:: WORK REQUIRED ::
Retype the rows word for word, beginning with the first row and continuing through the row that contains "Give the mask".

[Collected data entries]
=======
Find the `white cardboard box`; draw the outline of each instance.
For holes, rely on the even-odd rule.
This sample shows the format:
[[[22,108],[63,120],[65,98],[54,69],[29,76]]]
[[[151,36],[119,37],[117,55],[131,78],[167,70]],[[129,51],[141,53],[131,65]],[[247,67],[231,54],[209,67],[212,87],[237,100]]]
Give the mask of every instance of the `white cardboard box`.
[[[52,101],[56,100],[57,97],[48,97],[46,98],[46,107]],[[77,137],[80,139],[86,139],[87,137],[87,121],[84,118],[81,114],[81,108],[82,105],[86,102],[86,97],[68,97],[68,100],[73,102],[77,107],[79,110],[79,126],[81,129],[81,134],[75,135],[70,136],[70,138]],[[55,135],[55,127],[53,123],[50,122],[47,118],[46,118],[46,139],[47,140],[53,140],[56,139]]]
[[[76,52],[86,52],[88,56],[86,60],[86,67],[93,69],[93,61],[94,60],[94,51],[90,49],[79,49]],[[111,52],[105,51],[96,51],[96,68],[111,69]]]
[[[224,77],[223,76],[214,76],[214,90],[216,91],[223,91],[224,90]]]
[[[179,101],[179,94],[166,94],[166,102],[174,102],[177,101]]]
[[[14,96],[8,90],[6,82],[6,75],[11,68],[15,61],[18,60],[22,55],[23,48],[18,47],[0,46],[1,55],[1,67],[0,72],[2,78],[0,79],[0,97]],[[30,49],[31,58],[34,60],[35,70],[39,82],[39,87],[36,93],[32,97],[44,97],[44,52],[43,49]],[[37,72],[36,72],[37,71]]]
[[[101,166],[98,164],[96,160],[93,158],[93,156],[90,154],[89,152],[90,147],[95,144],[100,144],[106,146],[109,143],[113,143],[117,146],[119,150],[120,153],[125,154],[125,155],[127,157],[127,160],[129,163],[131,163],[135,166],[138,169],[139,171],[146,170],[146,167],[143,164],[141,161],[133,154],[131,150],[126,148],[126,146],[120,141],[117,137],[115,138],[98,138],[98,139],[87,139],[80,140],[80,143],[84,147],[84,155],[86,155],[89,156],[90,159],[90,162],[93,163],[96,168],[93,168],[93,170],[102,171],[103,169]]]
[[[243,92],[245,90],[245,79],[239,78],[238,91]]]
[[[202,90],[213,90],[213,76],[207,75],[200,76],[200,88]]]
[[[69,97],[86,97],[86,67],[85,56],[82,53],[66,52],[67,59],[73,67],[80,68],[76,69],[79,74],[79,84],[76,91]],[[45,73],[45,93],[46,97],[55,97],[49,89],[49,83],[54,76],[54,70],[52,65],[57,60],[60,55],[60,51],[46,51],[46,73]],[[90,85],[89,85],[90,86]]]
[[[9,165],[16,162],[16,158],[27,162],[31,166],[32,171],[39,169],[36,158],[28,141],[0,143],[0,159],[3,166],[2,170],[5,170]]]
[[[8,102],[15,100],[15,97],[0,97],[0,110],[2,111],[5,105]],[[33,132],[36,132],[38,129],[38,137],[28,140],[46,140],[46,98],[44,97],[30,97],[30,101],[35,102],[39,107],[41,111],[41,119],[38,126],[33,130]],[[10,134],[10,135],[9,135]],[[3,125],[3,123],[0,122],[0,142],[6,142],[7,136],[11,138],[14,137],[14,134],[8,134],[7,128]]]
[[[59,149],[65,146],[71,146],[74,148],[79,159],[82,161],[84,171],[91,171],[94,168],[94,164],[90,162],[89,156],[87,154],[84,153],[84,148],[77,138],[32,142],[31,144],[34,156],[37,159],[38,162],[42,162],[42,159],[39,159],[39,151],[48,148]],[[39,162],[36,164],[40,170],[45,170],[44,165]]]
=======
:: RESULT OF THIS TASK ::
Find the `white cardboard box`; draw the outline of each instance.
For holes, rely on the even-odd rule.
This sample shows the format:
[[[22,108],[63,120],[65,98],[54,69],[29,76]]]
[[[151,36],[119,37],[117,55],[131,78],[167,70]],[[129,51],[141,53],[131,65]],[[247,67],[231,54],[209,67],[212,87],[237,100]]]
Give the mask of every instance of the `white cardboard box`.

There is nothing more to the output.